— What this task involves —
Write out the material below exactly, beginning at the line that contains "If you would be willing to indicate the golden" and ending with its last line, both ends included; write nothing else.

##### Exercise inputs

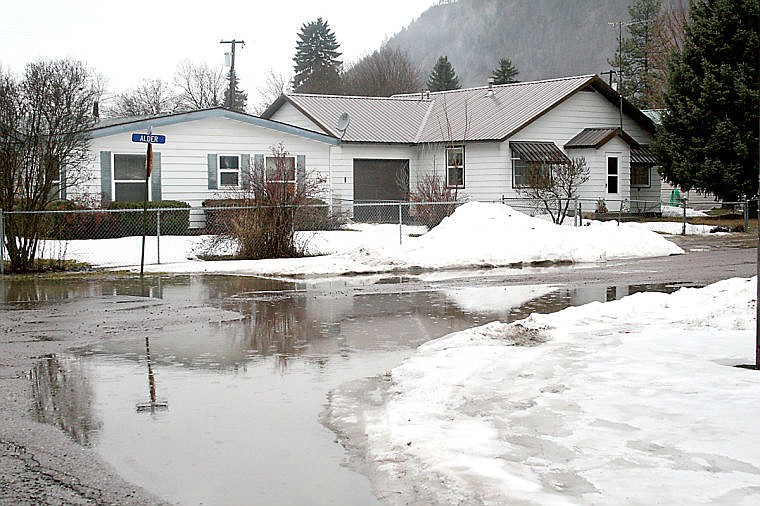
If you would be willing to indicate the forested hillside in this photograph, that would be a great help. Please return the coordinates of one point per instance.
(543, 38)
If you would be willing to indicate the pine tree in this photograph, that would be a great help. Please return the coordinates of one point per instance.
(709, 137)
(316, 59)
(634, 55)
(505, 73)
(239, 98)
(443, 77)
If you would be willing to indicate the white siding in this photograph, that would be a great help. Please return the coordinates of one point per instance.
(184, 170)
(292, 116)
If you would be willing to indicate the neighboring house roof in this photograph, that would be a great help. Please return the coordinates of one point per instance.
(538, 152)
(113, 126)
(598, 137)
(642, 156)
(472, 114)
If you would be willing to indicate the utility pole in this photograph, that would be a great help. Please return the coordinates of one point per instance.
(230, 94)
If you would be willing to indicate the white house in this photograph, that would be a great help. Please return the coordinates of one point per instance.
(481, 140)
(207, 154)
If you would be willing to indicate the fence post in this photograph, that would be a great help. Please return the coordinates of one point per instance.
(400, 233)
(2, 242)
(158, 236)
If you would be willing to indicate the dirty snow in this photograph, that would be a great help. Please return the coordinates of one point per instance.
(634, 401)
(476, 235)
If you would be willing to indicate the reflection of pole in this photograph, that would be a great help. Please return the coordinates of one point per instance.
(154, 405)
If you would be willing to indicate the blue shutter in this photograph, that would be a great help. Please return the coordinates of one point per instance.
(155, 177)
(300, 170)
(212, 172)
(245, 171)
(258, 167)
(62, 184)
(105, 178)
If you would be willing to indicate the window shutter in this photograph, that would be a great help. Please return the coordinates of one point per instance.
(155, 177)
(258, 167)
(212, 172)
(300, 170)
(245, 171)
(105, 177)
(62, 184)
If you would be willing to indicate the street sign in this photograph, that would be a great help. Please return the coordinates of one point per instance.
(151, 138)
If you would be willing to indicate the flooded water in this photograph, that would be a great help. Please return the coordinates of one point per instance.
(229, 412)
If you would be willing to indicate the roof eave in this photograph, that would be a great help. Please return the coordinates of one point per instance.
(216, 112)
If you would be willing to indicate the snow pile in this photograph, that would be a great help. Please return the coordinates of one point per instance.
(476, 235)
(626, 402)
(677, 212)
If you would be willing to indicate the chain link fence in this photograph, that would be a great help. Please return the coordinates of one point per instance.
(113, 237)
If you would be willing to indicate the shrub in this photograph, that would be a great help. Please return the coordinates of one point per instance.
(175, 221)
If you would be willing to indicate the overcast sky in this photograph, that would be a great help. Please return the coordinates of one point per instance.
(130, 40)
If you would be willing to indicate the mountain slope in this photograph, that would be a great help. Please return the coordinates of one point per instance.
(543, 38)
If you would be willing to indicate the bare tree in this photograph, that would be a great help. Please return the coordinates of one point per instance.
(200, 86)
(274, 86)
(555, 186)
(44, 120)
(151, 96)
(384, 73)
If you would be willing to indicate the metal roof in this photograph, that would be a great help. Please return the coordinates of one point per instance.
(598, 137)
(538, 152)
(124, 125)
(473, 114)
(642, 156)
(372, 119)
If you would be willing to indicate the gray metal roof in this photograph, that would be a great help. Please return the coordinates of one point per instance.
(642, 156)
(538, 152)
(372, 119)
(124, 125)
(473, 114)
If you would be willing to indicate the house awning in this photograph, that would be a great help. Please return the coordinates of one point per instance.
(538, 152)
(642, 156)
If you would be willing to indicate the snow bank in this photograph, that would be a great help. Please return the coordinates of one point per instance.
(626, 402)
(476, 235)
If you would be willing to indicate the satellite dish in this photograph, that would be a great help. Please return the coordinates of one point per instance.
(343, 122)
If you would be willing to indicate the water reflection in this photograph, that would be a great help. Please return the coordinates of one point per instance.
(62, 396)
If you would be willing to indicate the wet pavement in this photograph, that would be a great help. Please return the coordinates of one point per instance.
(238, 401)
(209, 389)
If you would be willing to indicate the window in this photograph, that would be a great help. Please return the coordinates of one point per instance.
(455, 167)
(527, 174)
(280, 169)
(229, 170)
(640, 175)
(55, 184)
(129, 178)
(612, 174)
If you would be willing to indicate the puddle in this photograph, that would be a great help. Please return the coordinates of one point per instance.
(239, 402)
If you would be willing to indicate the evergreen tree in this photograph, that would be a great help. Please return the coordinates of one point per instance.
(239, 98)
(634, 55)
(316, 59)
(505, 73)
(443, 77)
(709, 137)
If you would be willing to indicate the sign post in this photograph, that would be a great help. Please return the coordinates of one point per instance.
(149, 138)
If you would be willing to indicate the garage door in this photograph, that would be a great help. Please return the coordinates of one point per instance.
(380, 181)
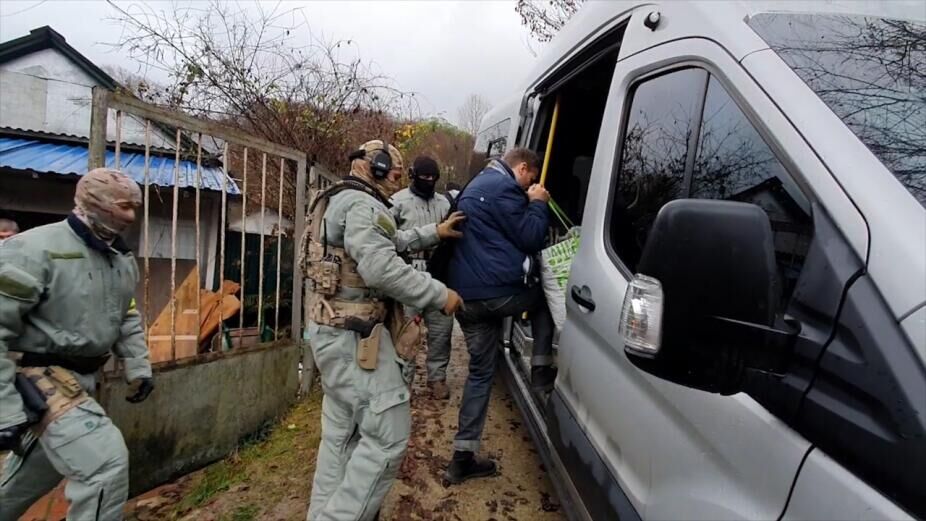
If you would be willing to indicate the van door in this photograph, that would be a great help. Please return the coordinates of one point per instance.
(681, 121)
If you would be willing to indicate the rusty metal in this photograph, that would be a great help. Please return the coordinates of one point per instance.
(299, 223)
(158, 117)
(225, 160)
(133, 105)
(147, 202)
(173, 254)
(260, 262)
(199, 269)
(244, 216)
(99, 111)
(118, 139)
(276, 307)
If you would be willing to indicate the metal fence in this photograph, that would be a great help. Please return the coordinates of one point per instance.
(189, 133)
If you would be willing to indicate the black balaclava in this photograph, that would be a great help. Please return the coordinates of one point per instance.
(423, 167)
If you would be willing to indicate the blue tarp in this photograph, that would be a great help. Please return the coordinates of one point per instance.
(65, 159)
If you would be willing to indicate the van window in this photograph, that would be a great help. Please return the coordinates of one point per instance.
(497, 147)
(686, 138)
(490, 134)
(661, 122)
(734, 163)
(871, 72)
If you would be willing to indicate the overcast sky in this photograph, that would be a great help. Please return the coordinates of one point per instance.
(442, 50)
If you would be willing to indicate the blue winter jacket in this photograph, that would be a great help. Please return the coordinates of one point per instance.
(502, 228)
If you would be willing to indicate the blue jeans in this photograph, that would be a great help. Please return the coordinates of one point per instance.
(481, 322)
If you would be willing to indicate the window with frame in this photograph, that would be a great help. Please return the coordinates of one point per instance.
(685, 137)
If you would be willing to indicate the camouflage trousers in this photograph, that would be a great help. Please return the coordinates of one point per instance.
(366, 422)
(83, 446)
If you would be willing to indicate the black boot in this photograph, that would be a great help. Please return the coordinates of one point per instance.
(465, 466)
(542, 378)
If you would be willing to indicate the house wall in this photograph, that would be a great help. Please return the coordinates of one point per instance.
(45, 91)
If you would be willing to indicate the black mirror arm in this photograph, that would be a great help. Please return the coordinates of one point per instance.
(763, 348)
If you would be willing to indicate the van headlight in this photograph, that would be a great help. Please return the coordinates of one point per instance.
(641, 316)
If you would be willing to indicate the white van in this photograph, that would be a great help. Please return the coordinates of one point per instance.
(746, 315)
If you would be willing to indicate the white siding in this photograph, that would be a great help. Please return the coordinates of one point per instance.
(47, 92)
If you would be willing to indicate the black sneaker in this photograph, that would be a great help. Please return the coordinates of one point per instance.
(465, 466)
(542, 378)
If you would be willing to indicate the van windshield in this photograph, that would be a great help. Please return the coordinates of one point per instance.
(871, 72)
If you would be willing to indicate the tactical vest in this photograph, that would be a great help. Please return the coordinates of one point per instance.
(330, 268)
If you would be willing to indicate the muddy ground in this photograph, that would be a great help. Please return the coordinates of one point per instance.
(270, 478)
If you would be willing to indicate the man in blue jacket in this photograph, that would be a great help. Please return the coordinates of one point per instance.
(492, 265)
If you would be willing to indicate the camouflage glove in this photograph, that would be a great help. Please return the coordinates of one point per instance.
(9, 437)
(140, 389)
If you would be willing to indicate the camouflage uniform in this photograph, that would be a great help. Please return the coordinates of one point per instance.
(412, 211)
(366, 418)
(65, 293)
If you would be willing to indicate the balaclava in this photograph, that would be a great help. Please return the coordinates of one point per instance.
(361, 167)
(423, 167)
(99, 194)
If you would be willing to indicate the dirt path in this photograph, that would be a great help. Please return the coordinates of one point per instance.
(521, 491)
(270, 478)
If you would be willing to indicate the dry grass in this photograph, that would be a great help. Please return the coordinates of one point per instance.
(268, 477)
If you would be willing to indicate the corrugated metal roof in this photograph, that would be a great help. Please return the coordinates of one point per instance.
(62, 158)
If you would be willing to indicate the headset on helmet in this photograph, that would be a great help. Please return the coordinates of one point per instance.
(380, 163)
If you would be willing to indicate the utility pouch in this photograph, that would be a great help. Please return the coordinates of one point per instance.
(368, 348)
(33, 398)
(64, 381)
(327, 275)
(57, 389)
(407, 333)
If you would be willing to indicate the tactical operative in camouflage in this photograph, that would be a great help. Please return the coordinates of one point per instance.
(414, 207)
(66, 303)
(356, 273)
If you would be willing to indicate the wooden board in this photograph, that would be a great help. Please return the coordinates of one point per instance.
(187, 324)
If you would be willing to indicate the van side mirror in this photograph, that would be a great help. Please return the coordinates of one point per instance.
(702, 310)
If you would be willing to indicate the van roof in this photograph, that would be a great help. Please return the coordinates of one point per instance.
(505, 109)
(594, 17)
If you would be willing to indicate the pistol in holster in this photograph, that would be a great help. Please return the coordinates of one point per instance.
(368, 348)
(34, 402)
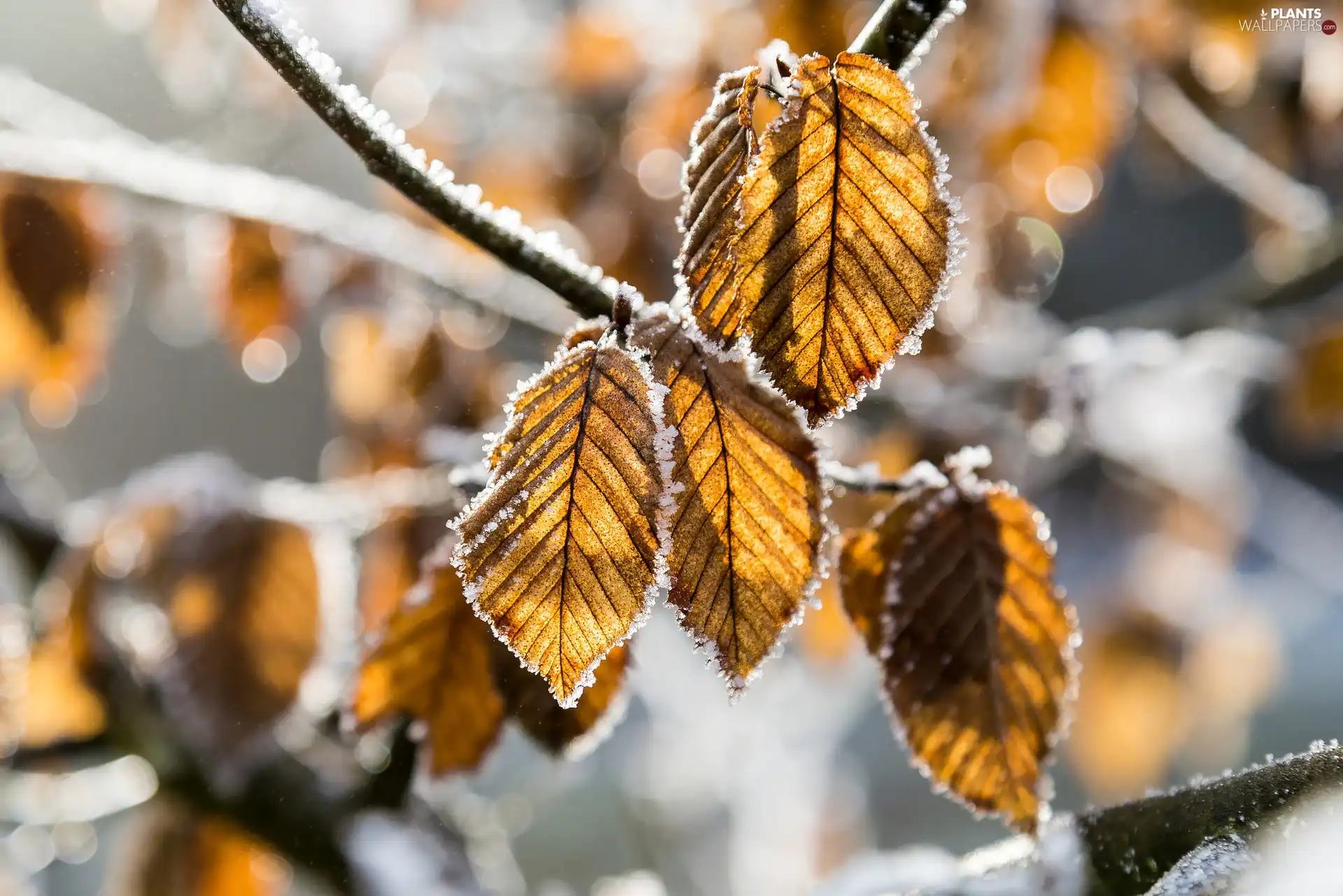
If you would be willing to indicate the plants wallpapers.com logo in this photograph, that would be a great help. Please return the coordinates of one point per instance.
(1291, 19)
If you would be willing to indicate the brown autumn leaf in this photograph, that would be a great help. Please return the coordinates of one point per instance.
(255, 296)
(58, 703)
(434, 662)
(723, 143)
(864, 569)
(1314, 405)
(1132, 711)
(241, 598)
(563, 732)
(746, 538)
(978, 643)
(845, 236)
(52, 318)
(560, 553)
(1074, 120)
(390, 564)
(175, 851)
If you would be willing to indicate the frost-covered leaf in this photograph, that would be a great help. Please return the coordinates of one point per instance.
(241, 599)
(845, 236)
(1135, 709)
(748, 524)
(1315, 388)
(557, 730)
(978, 642)
(560, 553)
(434, 662)
(52, 318)
(864, 569)
(175, 851)
(722, 145)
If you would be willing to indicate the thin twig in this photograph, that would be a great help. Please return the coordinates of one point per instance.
(38, 109)
(1236, 290)
(383, 150)
(1228, 162)
(902, 31)
(865, 480)
(360, 502)
(156, 172)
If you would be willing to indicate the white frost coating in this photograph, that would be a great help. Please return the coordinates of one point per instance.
(661, 446)
(911, 62)
(468, 197)
(1209, 871)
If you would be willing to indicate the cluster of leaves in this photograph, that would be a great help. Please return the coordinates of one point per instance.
(674, 448)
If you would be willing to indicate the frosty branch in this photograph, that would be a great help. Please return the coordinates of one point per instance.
(383, 150)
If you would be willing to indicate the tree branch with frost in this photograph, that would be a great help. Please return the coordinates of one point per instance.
(902, 31)
(1240, 289)
(383, 150)
(1130, 848)
(1228, 162)
(147, 169)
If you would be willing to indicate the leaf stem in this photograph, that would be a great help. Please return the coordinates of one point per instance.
(862, 480)
(902, 31)
(383, 150)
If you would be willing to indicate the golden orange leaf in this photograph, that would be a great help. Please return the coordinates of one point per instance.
(241, 597)
(845, 238)
(978, 649)
(58, 703)
(560, 553)
(433, 661)
(255, 296)
(563, 732)
(175, 851)
(1076, 118)
(1315, 388)
(52, 318)
(747, 534)
(722, 145)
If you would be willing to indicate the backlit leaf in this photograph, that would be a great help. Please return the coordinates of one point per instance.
(557, 730)
(1134, 710)
(560, 553)
(434, 662)
(178, 852)
(747, 531)
(864, 570)
(52, 318)
(241, 598)
(845, 236)
(978, 649)
(722, 145)
(1315, 390)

##########

— Solution —
If you would be willing to indicate the golden orange leaf in this photograph, that would be a great help. Please return the coordinates of one point per instance.
(241, 597)
(845, 238)
(978, 649)
(58, 703)
(560, 553)
(433, 661)
(255, 296)
(563, 732)
(175, 851)
(1076, 118)
(1315, 388)
(52, 318)
(747, 534)
(722, 145)
If you would be willing to indicate the backlit leaf in this photograph, that would be a great help. Please return the coordinates of one point per instance.
(557, 730)
(1134, 710)
(560, 553)
(434, 662)
(178, 852)
(747, 531)
(864, 570)
(52, 318)
(241, 598)
(845, 236)
(978, 649)
(722, 145)
(1315, 390)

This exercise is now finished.